%%
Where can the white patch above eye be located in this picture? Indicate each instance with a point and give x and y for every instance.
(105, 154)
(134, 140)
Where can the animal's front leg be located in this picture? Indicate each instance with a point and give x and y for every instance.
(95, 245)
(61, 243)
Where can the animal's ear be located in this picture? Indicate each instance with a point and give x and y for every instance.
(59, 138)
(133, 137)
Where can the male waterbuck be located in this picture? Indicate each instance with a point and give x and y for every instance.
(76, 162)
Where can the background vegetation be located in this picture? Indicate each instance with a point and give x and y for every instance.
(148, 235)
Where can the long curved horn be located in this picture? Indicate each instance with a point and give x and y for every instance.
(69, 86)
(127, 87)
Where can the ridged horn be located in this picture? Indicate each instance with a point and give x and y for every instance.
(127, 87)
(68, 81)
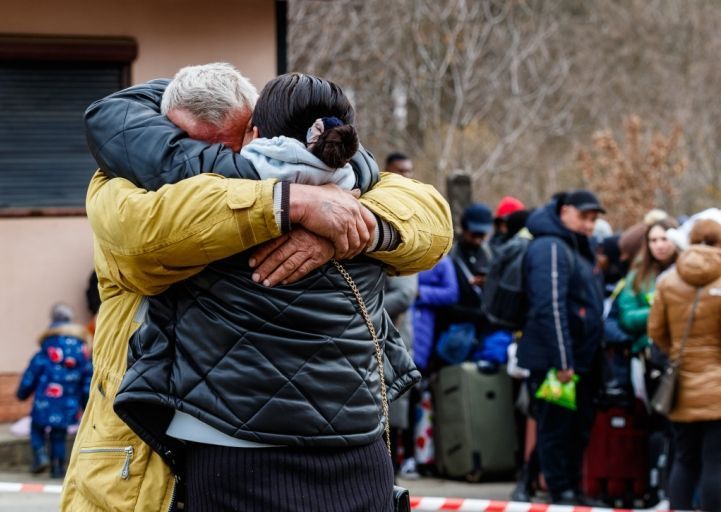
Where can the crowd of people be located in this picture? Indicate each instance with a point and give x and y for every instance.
(608, 311)
(246, 317)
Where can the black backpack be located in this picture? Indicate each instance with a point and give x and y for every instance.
(505, 303)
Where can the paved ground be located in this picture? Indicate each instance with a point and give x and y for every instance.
(27, 502)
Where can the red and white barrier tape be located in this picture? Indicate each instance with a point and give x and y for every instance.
(420, 504)
(427, 504)
(37, 488)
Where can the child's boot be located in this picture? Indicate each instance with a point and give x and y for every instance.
(57, 468)
(40, 461)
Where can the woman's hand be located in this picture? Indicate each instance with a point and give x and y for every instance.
(288, 258)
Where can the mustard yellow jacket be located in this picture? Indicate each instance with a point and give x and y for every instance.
(145, 242)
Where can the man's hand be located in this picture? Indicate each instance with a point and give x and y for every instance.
(332, 213)
(565, 375)
(289, 257)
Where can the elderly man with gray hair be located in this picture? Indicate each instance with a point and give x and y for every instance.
(149, 144)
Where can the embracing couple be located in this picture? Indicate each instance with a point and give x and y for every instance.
(234, 369)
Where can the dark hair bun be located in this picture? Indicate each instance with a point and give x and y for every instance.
(336, 146)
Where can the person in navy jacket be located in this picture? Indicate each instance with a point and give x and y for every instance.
(59, 375)
(563, 330)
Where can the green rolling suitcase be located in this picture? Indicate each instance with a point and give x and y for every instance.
(474, 424)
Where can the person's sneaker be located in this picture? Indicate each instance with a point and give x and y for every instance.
(408, 470)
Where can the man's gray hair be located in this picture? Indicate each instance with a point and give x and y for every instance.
(209, 92)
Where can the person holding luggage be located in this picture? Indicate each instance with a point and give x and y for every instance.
(562, 331)
(694, 288)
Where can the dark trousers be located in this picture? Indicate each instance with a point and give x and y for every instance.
(351, 479)
(57, 440)
(562, 436)
(697, 466)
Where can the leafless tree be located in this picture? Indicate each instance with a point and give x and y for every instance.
(509, 90)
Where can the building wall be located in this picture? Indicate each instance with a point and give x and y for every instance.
(48, 259)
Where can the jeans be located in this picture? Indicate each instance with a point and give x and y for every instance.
(697, 466)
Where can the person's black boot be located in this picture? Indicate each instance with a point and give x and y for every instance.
(57, 468)
(524, 486)
(40, 461)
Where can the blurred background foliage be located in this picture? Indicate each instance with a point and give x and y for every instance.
(532, 96)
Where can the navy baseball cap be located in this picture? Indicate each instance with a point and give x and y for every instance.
(584, 200)
(477, 218)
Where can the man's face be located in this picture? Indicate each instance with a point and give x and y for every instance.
(472, 239)
(402, 167)
(233, 132)
(578, 221)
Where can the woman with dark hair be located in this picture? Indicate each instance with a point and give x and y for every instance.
(657, 254)
(270, 398)
(684, 323)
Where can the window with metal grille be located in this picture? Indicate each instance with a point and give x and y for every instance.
(45, 87)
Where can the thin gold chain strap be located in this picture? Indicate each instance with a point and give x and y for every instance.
(379, 351)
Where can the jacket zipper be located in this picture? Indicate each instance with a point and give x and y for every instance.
(173, 496)
(128, 450)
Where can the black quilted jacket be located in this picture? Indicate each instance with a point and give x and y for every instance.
(291, 365)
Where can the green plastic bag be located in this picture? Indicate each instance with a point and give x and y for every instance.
(556, 392)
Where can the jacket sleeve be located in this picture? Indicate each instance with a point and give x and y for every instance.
(130, 138)
(420, 215)
(547, 279)
(87, 380)
(150, 240)
(400, 294)
(31, 377)
(445, 292)
(658, 328)
(632, 310)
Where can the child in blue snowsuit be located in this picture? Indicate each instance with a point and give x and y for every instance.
(59, 375)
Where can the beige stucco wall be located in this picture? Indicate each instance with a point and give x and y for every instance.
(44, 260)
(170, 33)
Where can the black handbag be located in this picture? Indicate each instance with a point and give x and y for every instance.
(401, 497)
(664, 398)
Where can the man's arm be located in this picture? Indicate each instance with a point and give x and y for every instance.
(151, 240)
(418, 214)
(548, 270)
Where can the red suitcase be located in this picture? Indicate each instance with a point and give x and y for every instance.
(616, 462)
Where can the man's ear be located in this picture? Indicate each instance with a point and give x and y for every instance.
(250, 135)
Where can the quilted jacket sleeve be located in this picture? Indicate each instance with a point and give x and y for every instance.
(422, 218)
(130, 138)
(146, 241)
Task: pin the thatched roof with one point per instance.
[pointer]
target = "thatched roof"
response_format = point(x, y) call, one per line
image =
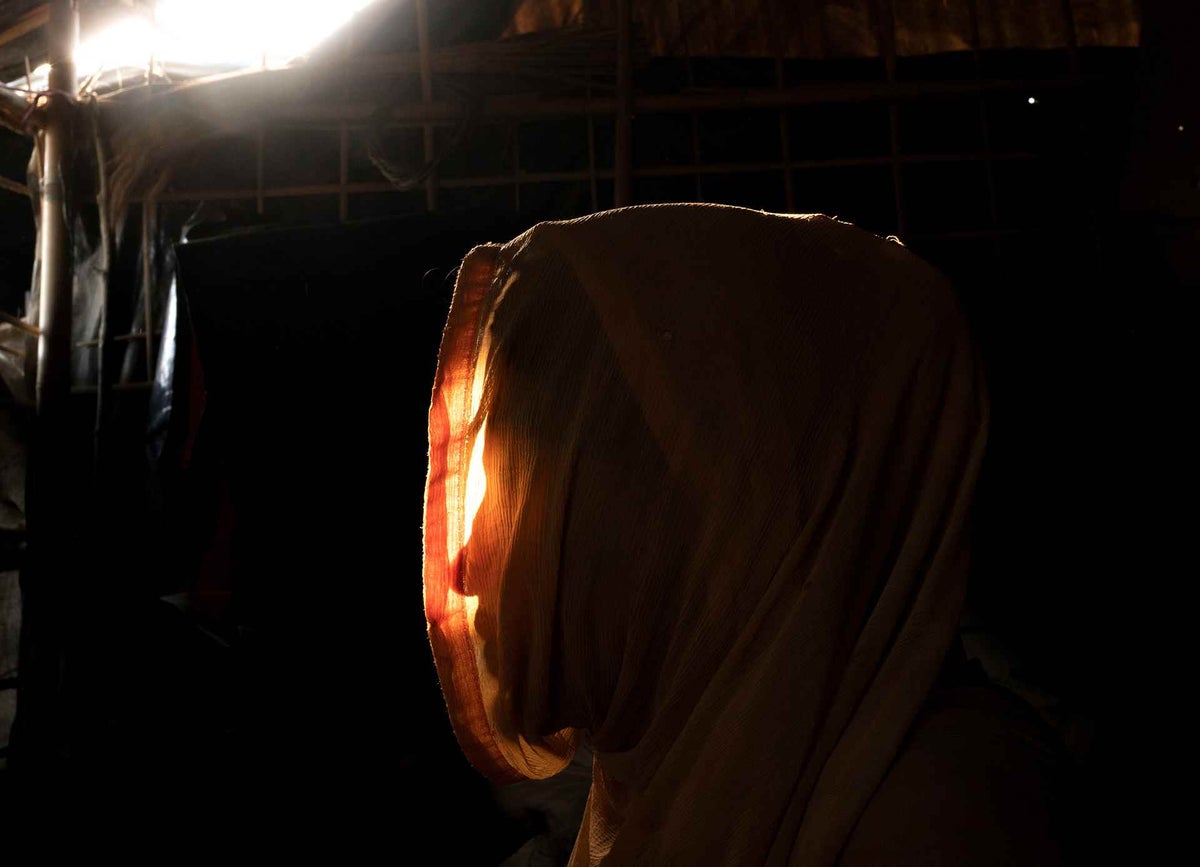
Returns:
point(809, 29)
point(821, 29)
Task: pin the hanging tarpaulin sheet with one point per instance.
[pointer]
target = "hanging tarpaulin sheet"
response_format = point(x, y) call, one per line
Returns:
point(816, 29)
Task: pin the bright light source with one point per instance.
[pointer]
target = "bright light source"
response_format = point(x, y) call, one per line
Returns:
point(210, 34)
point(246, 33)
point(129, 42)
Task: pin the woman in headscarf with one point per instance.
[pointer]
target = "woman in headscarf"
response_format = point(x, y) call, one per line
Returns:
point(699, 489)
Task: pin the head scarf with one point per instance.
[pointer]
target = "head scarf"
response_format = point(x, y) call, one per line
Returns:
point(699, 483)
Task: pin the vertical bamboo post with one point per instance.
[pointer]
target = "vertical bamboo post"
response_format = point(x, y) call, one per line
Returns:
point(54, 315)
point(40, 728)
point(623, 157)
point(423, 47)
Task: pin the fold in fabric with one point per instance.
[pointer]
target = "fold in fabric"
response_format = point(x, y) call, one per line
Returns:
point(699, 486)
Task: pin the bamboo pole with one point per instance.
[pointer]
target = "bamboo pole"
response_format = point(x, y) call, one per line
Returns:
point(54, 316)
point(40, 730)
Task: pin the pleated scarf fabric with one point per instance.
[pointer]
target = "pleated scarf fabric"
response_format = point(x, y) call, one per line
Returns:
point(699, 486)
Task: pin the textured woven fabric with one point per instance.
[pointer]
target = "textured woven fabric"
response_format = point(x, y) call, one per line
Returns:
point(699, 484)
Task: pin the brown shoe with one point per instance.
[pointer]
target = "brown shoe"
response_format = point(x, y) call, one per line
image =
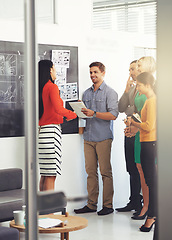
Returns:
point(85, 209)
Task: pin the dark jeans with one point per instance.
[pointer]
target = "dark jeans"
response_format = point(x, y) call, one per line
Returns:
point(135, 186)
point(148, 156)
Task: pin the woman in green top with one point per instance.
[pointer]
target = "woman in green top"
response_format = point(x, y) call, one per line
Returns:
point(144, 64)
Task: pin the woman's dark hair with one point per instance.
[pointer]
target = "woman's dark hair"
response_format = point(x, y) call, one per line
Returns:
point(100, 65)
point(146, 78)
point(44, 67)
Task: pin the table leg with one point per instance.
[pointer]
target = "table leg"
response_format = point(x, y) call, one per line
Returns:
point(62, 236)
point(65, 236)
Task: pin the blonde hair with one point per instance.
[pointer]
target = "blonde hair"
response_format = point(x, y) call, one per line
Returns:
point(149, 64)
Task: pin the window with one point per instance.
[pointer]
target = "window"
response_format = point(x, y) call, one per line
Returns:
point(127, 16)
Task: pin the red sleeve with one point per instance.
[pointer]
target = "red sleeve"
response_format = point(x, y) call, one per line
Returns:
point(57, 102)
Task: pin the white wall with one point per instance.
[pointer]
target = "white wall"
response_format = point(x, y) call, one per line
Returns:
point(74, 28)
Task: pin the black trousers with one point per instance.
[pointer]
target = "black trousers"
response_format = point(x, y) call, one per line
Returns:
point(148, 158)
point(131, 167)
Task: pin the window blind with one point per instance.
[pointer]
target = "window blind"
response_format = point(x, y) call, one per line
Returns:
point(129, 16)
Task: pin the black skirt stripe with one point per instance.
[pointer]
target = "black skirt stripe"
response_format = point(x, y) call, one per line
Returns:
point(50, 150)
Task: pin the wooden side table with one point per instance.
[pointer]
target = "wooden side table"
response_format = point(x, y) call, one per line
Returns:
point(73, 223)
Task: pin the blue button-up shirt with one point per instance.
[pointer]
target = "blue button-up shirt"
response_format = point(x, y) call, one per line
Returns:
point(104, 99)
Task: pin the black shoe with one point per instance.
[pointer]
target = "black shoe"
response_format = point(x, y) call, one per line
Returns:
point(85, 209)
point(137, 217)
point(105, 211)
point(127, 208)
point(136, 213)
point(147, 229)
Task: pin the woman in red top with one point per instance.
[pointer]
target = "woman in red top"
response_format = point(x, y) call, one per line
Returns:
point(51, 113)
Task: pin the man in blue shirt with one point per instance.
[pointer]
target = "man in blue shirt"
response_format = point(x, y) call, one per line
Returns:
point(101, 103)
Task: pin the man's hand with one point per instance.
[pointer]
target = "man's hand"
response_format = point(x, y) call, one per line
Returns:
point(130, 82)
point(87, 112)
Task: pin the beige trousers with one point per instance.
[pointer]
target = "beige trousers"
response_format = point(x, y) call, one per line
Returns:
point(99, 154)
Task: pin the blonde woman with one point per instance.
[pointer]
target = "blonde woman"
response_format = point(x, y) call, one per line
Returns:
point(147, 128)
point(144, 64)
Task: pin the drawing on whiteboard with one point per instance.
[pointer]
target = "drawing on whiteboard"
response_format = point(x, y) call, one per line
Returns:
point(8, 64)
point(61, 58)
point(69, 91)
point(60, 76)
point(8, 92)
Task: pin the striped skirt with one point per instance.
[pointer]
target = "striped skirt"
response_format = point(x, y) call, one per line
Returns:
point(49, 151)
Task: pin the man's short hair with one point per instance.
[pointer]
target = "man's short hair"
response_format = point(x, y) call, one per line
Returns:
point(100, 65)
point(135, 61)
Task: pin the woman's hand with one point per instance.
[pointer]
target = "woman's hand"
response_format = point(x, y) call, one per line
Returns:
point(130, 82)
point(127, 121)
point(130, 131)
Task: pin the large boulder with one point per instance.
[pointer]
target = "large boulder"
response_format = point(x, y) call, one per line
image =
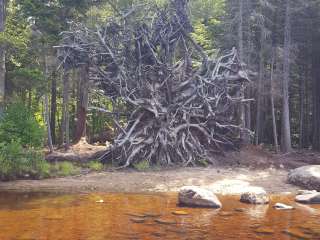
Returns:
point(255, 198)
point(198, 197)
point(307, 177)
point(309, 198)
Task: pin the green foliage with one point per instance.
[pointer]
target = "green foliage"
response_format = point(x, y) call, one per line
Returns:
point(18, 162)
point(63, 169)
point(95, 166)
point(19, 125)
point(202, 35)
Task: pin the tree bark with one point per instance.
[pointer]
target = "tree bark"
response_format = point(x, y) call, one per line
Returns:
point(46, 107)
point(65, 111)
point(274, 123)
point(244, 135)
point(260, 89)
point(83, 97)
point(286, 132)
point(2, 57)
point(53, 107)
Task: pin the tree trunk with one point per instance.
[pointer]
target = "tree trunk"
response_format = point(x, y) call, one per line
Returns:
point(47, 119)
point(302, 111)
point(65, 111)
point(274, 123)
point(46, 107)
point(260, 88)
point(244, 135)
point(83, 97)
point(53, 107)
point(286, 132)
point(2, 56)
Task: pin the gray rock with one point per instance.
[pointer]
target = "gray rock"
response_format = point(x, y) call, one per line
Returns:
point(311, 198)
point(198, 197)
point(281, 206)
point(307, 177)
point(254, 198)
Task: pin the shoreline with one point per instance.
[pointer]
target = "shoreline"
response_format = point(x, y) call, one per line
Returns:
point(225, 181)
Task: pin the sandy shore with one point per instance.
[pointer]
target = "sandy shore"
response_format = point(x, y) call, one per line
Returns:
point(220, 180)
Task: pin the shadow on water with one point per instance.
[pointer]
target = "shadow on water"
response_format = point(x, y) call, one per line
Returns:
point(148, 216)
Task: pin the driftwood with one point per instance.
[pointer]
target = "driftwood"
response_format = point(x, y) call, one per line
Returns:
point(181, 103)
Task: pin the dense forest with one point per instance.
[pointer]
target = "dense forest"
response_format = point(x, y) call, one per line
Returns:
point(43, 104)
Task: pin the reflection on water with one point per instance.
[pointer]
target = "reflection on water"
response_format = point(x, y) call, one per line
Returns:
point(141, 216)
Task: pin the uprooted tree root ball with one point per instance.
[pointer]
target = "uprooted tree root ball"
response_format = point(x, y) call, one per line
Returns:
point(183, 104)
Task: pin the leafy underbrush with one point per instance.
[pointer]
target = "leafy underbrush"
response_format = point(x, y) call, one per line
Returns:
point(21, 143)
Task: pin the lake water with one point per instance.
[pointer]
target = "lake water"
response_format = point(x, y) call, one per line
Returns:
point(148, 216)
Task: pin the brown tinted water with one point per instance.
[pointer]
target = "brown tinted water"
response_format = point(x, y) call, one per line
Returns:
point(141, 216)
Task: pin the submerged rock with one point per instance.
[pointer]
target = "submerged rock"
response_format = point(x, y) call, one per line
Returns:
point(295, 233)
point(165, 221)
point(198, 197)
point(137, 220)
point(307, 177)
point(180, 213)
point(255, 198)
point(264, 230)
point(310, 198)
point(281, 206)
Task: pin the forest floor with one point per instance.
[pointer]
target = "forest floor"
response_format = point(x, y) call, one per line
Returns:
point(251, 166)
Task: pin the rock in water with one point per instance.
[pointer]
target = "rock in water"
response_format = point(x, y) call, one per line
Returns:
point(311, 198)
point(307, 177)
point(198, 197)
point(255, 198)
point(281, 206)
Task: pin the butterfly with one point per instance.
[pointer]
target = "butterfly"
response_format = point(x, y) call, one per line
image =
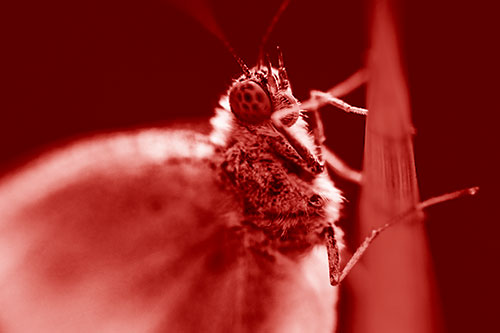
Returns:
point(176, 230)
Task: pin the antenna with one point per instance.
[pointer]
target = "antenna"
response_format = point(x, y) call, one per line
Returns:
point(270, 29)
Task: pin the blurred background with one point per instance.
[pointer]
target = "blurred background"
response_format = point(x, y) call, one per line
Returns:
point(74, 69)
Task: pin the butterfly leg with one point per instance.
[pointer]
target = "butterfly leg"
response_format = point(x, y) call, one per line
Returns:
point(333, 161)
point(333, 256)
point(339, 274)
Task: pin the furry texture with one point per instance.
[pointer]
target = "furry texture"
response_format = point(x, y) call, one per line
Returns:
point(169, 231)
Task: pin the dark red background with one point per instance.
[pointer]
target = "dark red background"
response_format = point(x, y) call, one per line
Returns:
point(75, 68)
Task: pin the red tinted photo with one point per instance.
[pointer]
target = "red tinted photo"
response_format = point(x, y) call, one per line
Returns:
point(265, 166)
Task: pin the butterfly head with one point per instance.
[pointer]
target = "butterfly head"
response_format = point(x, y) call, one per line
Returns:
point(260, 92)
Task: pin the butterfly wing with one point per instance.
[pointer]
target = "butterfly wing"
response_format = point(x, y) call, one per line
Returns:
point(132, 233)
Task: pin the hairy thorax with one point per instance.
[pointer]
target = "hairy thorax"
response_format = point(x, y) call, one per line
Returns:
point(284, 207)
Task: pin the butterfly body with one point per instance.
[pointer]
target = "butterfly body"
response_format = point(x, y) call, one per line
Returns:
point(170, 230)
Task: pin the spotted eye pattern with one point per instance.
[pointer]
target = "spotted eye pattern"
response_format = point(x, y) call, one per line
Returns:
point(249, 102)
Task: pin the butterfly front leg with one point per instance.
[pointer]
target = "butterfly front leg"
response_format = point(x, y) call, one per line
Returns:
point(333, 256)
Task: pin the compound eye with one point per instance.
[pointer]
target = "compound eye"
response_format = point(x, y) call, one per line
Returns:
point(249, 102)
%%
EXERCISE: Please write out everything from the line containing "Task: pin the reflection" down to the line containing "point(183, 104)", both included, keeping all item text. Add -107 to every coordinate in the returned points and change no other number.

RESPONSE BELOW:
Task: pin the reflection on water with one point per instance.
[pointer]
target = "reflection on water"
response_format = point(x, y) call, one per line
Returns:
point(34, 109)
Task: pin the uprooted tree root ball with one point per instance.
[pointer]
target = "uprooted tree root ball"
response_format = point(x, y) call, one per line
Returns:
point(76, -3)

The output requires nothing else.